Dataset content ▸
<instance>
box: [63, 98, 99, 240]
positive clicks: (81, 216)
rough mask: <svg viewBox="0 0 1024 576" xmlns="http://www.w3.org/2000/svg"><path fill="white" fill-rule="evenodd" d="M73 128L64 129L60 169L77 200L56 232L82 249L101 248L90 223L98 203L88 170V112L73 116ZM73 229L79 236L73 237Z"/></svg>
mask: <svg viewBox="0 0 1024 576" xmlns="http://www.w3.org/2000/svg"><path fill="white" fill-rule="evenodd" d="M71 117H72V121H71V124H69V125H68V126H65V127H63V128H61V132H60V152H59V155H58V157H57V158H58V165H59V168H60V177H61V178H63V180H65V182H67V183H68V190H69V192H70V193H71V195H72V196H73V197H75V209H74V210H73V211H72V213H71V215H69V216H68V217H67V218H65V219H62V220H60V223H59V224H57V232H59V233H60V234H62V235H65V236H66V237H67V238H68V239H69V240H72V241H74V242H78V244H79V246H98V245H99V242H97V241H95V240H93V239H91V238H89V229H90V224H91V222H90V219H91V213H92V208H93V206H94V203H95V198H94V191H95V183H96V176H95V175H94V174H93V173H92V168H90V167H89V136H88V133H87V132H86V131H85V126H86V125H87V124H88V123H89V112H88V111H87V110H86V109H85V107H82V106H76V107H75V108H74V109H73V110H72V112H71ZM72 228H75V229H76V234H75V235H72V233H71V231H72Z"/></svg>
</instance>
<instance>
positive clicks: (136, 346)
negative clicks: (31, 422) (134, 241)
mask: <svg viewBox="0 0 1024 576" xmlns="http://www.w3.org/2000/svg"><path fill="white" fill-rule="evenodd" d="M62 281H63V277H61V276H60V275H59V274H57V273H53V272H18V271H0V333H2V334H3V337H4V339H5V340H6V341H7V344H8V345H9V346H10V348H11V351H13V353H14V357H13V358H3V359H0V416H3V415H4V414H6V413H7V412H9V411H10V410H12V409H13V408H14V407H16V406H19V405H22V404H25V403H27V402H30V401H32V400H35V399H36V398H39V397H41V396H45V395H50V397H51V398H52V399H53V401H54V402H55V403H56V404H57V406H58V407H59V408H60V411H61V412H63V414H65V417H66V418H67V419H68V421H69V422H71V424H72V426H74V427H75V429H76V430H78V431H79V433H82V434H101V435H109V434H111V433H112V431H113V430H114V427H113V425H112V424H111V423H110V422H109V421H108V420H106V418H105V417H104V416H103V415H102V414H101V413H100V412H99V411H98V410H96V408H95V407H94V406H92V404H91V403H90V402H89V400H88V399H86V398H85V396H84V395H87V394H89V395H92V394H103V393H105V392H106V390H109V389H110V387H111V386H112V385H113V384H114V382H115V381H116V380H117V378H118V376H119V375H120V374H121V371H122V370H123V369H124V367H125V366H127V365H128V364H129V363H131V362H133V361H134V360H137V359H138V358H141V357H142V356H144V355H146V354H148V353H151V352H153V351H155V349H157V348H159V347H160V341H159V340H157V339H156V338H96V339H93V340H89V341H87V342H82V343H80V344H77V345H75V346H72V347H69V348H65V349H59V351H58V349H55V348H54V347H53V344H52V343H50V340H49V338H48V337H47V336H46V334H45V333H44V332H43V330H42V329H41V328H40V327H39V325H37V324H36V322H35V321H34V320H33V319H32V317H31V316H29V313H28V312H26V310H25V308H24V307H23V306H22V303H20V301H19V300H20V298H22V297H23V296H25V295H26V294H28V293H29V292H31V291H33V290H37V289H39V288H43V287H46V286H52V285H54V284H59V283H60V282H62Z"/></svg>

What to produce ▸ Could you output every entry from the listing above without altering a word?

Written answer ▸
<instance>
box: [63, 98, 99, 240]
positive clicks: (81, 216)
rough mask: <svg viewBox="0 0 1024 576" xmlns="http://www.w3.org/2000/svg"><path fill="white" fill-rule="evenodd" d="M73 128L64 129L60 169L77 200L56 232L82 249L101 248L90 223L98 203L88 170V112L73 116ZM73 229L79 236L73 237Z"/></svg>
mask: <svg viewBox="0 0 1024 576" xmlns="http://www.w3.org/2000/svg"><path fill="white" fill-rule="evenodd" d="M71 117H72V121H71V124H69V125H68V126H65V127H63V128H61V132H60V152H59V155H58V157H57V158H58V165H59V168H60V177H61V178H63V180H65V182H67V183H68V190H69V192H70V193H71V195H72V196H73V197H75V209H74V210H73V211H72V213H71V215H69V216H68V217H67V218H65V219H62V220H60V223H59V224H57V232H59V233H60V234H62V235H65V236H66V237H67V238H68V239H69V240H72V241H74V242H78V244H79V246H98V245H99V242H97V241H95V240H93V239H91V238H89V229H90V224H91V222H90V219H91V213H92V208H93V206H94V203H95V198H94V191H95V183H96V176H95V175H94V174H93V173H92V168H90V167H89V136H88V133H87V132H86V131H85V126H86V125H87V124H88V123H89V112H88V111H87V110H86V109H85V107H82V106H76V107H75V108H74V109H73V110H72V112H71ZM72 228H75V229H76V234H75V235H72V233H71V231H72Z"/></svg>
</instance>
<instance>
positive clicks: (136, 346)
negative clicks: (31, 422) (134, 241)
mask: <svg viewBox="0 0 1024 576" xmlns="http://www.w3.org/2000/svg"><path fill="white" fill-rule="evenodd" d="M62 281H63V277H61V276H60V275H59V274H57V273H53V272H18V271H0V333H2V334H3V337H4V339H5V340H6V341H7V344H8V345H9V346H10V348H11V351H13V353H14V357H13V358H3V359H0V416H3V415H4V414H6V413H7V412H9V411H10V410H12V409H13V408H14V407H16V406H19V405H22V404H25V403H27V402H30V401H32V400H35V399H36V398H39V397H41V396H45V395H50V397H51V398H52V399H53V401H54V402H55V403H56V404H57V406H58V407H59V408H60V411H61V412H63V414H65V417H66V418H67V419H68V421H69V422H71V424H72V426H74V427H75V429H76V430H78V431H79V433H82V434H101V435H109V434H111V433H112V431H113V430H114V427H113V425H112V424H111V423H110V422H109V421H108V420H106V418H105V417H104V416H103V415H102V414H101V413H100V412H99V411H98V410H96V408H95V407H94V406H92V404H91V403H90V402H89V400H88V399H86V398H85V396H84V395H87V394H89V395H92V394H103V393H105V392H106V390H109V389H110V387H111V386H112V385H113V384H114V382H115V381H116V380H117V378H118V376H119V375H120V374H121V371H122V370H123V369H124V367H125V366H127V365H128V364H129V363H131V362H133V361H134V360H137V359H138V358H141V357H142V356H144V355H146V354H148V353H151V352H153V351H155V349H157V348H159V347H160V341H159V340H157V339H156V338H96V339H93V340H89V341H87V342H82V343H80V344H77V345H75V346H72V347H69V348H65V349H59V351H58V349H55V348H54V347H53V344H52V343H50V340H49V338H48V337H47V336H46V334H45V333H44V332H43V330H42V329H41V328H40V327H39V325H37V324H36V322H35V321H34V320H33V319H32V317H31V316H29V313H28V312H26V310H25V308H24V307H23V306H22V303H20V301H19V300H20V298H22V297H23V296H25V295H26V294H28V293H29V292H31V291H33V290H37V289H39V288H43V287H46V286H52V285H54V284H59V283H60V282H62Z"/></svg>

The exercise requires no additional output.